## [Excerpted passage]

Another challenge one has with the docs is if they are wrong, there is no exception in the logs to tell us. If they are incomplete VSCode won’t tell us. What makes sense in our mind and what gets written may not be as clear or concise to someone who doesn’t have the same amount experience. So we need need help from users as well, including and especially new users.

If the docs are not helpful or useful to you, are wrong, or missing key details we need to know. And more importantly, we need to know in a way that is actionable. “The docs suck” isn’t actionable. We need details. What are you trying to do? What do you find confusing or missing from the docs? Do you have suggestions that might help?

Even better, submit a PR and make changes yourself. There is a link at the bottom of every page that will take you to where you can edit the page yourself. You will need a github account but it isn’t all that hard and you can do it all in your browser.

The same people who are on this forum helping everyone are the ones writing the docs. We are stretched thin and writing technical user’s guides is hard and time consuming. We are doing the best we can with the time we have to donate.

## [Task statement]
Answer these from the passage on documentation help:
1. What does the passage say won't tell us when the docs are incomplete?
2. What example does it give of feedback that isn't actionable?
3. What account does someone need to submit a PR?

## [Listed records]

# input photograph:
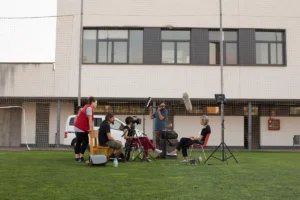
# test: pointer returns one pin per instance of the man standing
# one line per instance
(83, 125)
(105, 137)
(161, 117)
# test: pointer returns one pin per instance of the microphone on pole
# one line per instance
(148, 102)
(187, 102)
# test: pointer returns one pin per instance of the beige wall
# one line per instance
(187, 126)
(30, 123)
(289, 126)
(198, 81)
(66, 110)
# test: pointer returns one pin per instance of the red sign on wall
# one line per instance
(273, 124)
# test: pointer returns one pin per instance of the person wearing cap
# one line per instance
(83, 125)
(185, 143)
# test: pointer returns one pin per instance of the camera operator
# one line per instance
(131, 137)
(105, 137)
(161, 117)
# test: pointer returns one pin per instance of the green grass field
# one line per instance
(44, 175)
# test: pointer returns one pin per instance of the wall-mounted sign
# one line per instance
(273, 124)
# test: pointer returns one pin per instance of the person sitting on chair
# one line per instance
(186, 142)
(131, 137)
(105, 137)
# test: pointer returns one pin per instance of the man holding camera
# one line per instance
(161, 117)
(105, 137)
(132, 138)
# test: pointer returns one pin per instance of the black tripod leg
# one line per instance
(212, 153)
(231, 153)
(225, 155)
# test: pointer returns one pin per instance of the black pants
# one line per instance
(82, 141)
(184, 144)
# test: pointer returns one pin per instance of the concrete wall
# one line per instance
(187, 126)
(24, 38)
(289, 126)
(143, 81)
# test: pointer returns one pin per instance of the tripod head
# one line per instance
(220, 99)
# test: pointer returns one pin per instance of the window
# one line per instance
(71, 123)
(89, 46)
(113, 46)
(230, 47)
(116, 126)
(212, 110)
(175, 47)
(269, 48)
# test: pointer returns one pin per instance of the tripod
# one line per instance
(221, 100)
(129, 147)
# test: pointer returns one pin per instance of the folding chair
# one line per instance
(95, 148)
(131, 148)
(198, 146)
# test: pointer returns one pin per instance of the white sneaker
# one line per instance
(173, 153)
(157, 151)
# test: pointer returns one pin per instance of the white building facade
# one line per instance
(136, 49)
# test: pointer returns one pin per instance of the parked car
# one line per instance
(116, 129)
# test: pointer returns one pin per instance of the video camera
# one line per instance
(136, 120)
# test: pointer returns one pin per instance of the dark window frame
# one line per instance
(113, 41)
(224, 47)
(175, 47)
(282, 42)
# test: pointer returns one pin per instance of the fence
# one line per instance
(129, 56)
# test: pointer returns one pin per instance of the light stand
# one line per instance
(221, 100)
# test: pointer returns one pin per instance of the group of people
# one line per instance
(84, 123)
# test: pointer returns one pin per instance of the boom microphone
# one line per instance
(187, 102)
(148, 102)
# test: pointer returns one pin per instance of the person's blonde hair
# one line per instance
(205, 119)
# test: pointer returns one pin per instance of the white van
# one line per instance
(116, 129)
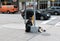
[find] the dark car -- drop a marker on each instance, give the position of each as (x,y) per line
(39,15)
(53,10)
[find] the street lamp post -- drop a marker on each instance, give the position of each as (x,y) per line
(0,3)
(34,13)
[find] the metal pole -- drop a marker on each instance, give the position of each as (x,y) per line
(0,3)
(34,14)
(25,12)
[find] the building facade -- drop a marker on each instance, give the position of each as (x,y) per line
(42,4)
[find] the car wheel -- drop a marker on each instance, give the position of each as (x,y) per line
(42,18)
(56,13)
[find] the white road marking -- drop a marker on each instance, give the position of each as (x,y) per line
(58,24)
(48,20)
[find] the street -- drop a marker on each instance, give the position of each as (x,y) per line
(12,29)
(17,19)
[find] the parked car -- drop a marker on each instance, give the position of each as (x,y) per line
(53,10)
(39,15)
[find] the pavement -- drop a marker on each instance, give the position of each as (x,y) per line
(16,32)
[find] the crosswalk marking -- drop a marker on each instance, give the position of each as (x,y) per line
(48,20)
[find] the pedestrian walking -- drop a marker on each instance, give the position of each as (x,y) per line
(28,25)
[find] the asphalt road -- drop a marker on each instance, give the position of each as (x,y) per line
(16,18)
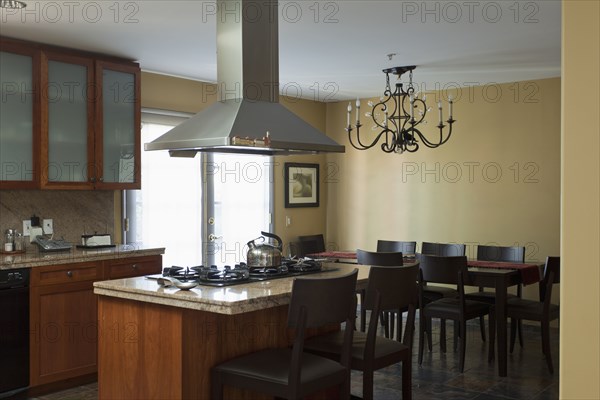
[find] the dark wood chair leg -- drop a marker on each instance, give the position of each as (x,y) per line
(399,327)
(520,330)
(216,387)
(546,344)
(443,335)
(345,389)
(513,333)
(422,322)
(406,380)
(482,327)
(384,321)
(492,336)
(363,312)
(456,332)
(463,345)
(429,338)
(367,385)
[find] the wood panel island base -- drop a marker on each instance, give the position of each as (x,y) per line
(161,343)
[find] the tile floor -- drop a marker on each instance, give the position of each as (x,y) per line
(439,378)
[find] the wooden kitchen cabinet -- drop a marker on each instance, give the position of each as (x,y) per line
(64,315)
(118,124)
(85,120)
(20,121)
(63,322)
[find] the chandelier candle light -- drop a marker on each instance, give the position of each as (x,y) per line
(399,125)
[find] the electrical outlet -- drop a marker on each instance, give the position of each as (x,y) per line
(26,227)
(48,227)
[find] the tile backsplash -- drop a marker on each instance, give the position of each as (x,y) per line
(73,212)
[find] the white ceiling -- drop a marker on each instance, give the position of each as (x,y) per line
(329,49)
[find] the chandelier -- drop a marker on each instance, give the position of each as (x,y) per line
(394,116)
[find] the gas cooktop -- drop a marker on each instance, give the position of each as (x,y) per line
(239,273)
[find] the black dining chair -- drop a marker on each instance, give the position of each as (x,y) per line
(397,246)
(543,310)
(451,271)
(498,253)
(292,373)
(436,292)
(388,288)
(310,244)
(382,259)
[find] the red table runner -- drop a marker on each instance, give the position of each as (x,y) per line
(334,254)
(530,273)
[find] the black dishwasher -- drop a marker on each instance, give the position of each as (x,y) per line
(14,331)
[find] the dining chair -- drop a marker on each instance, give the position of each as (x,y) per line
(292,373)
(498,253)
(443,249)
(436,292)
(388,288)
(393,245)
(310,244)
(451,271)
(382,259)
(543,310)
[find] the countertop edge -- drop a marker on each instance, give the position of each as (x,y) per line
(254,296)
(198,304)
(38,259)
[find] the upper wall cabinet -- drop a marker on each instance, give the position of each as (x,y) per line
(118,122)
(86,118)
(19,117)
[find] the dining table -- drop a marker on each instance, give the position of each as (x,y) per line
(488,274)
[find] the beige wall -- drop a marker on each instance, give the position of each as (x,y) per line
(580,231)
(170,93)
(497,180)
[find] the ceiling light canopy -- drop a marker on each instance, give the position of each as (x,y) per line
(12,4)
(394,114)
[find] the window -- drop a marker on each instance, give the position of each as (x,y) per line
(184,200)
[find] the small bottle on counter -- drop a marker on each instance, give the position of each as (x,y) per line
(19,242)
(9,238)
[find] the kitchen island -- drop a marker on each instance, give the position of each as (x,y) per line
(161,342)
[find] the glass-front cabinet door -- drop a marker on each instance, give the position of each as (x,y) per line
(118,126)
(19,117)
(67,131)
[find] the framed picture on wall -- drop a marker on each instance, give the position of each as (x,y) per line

## [Correct answer]
1. VSCode
2. "The docs suck"
3. A github account